Your task →
List every line in the records below that contains the word "chest". Copy each one in full. Case counts.

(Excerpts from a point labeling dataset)
**********
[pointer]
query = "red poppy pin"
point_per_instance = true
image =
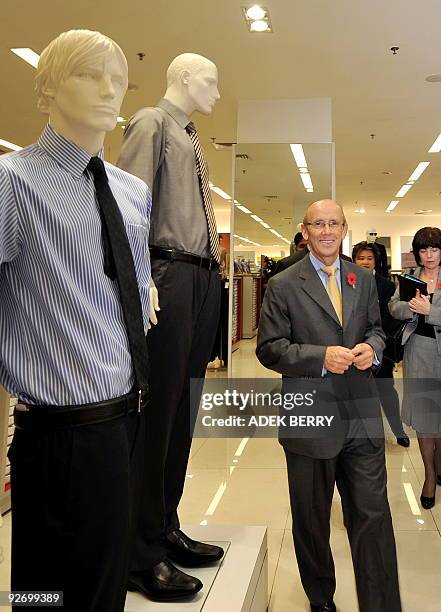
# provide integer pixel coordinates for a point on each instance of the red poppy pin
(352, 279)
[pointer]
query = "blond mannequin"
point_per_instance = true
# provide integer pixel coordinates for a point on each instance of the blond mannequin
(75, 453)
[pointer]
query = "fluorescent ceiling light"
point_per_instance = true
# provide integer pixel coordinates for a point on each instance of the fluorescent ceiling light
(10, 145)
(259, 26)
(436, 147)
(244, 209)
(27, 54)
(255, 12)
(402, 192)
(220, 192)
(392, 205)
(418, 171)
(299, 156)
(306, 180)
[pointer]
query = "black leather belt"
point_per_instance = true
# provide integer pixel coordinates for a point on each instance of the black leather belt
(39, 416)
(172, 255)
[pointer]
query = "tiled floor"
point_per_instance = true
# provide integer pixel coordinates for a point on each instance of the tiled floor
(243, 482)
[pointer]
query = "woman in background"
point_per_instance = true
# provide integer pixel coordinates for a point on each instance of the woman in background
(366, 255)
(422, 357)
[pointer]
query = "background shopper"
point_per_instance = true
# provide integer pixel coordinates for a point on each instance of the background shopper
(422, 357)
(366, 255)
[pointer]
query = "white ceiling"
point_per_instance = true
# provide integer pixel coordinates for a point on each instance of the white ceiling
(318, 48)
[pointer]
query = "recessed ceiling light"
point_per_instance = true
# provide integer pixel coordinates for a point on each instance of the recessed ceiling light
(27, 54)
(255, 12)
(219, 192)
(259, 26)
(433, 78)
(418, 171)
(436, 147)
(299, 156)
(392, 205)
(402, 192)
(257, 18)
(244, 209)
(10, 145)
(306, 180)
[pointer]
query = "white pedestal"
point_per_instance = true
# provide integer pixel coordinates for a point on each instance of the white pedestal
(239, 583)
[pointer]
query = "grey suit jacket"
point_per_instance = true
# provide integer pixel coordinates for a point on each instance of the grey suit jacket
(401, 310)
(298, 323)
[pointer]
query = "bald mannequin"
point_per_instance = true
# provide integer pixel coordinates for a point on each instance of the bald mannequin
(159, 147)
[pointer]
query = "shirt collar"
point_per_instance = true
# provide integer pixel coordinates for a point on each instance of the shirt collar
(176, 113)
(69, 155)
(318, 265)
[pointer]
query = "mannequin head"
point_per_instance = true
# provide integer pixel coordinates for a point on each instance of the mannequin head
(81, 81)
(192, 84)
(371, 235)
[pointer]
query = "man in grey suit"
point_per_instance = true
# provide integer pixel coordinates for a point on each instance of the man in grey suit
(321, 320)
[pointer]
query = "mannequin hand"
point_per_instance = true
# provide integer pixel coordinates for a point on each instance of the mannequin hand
**********
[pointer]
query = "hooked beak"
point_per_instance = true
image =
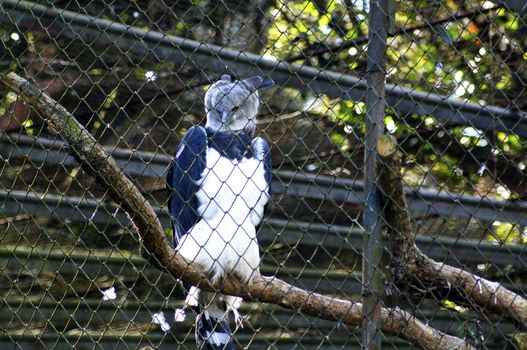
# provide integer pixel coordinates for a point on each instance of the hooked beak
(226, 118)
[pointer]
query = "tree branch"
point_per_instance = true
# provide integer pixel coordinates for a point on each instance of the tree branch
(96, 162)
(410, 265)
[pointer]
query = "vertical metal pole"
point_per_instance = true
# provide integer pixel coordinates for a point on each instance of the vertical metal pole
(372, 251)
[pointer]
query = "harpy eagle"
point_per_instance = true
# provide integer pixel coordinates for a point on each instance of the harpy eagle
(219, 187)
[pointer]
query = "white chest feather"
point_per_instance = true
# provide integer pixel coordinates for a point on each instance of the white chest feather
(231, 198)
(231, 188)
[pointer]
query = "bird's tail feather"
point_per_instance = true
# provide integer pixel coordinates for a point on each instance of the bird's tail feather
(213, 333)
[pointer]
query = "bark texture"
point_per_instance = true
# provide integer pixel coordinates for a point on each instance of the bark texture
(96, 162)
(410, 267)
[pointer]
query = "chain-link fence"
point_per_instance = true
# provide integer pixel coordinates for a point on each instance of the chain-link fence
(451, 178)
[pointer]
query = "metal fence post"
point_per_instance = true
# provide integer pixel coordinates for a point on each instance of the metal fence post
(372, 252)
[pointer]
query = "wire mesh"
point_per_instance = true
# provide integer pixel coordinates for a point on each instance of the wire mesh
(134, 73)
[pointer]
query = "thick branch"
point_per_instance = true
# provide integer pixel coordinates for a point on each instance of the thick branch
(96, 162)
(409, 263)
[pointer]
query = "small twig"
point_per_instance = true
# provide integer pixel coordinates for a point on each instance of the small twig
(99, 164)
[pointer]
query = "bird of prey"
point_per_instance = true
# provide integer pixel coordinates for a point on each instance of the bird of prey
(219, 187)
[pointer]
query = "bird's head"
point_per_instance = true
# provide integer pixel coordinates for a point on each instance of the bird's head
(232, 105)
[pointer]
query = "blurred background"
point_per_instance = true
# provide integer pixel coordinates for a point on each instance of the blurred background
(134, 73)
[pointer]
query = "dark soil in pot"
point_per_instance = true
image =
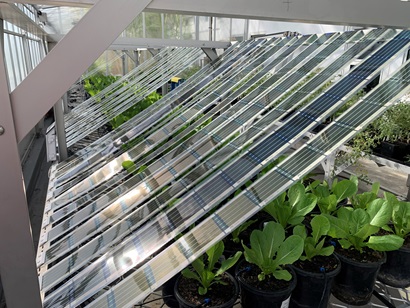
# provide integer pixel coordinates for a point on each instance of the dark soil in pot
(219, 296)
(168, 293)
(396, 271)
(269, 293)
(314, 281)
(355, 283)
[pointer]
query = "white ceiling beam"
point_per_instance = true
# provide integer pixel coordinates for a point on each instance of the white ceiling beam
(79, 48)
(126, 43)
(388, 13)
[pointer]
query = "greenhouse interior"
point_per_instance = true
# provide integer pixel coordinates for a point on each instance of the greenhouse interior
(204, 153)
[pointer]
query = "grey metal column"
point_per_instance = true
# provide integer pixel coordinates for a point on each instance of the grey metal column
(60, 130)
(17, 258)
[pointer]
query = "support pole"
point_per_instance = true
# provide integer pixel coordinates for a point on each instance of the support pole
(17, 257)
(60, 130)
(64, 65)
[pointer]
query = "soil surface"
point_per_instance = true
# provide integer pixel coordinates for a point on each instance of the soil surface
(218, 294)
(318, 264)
**********
The output →
query = "white chest feather"
# provide integer pixel coordinates for a point on each instance of the white chest feather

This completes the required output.